* start *
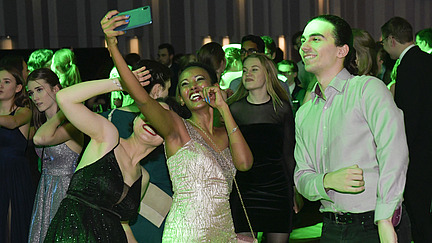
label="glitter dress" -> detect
[29,143,79,242]
[44,145,142,243]
[162,121,236,243]
[0,108,34,243]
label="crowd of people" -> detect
[0,10,432,243]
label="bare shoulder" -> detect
[165,111,191,157]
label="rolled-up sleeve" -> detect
[294,109,331,201]
[362,79,408,222]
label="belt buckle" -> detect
[334,213,348,224]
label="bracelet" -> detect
* end *
INSTRUCTIONS FOR THE TASK >>
Extract every line from the records that contains the string "label".

SOLUTION TO THE EXERCISE >>
label="glitter dress" -> detect
label="crowd of people" -> detect
label="bare shoulder" -> detect
label="rolled-up sleeve" -> detect
label="belt buckle" -> detect
label="bracelet" -> detect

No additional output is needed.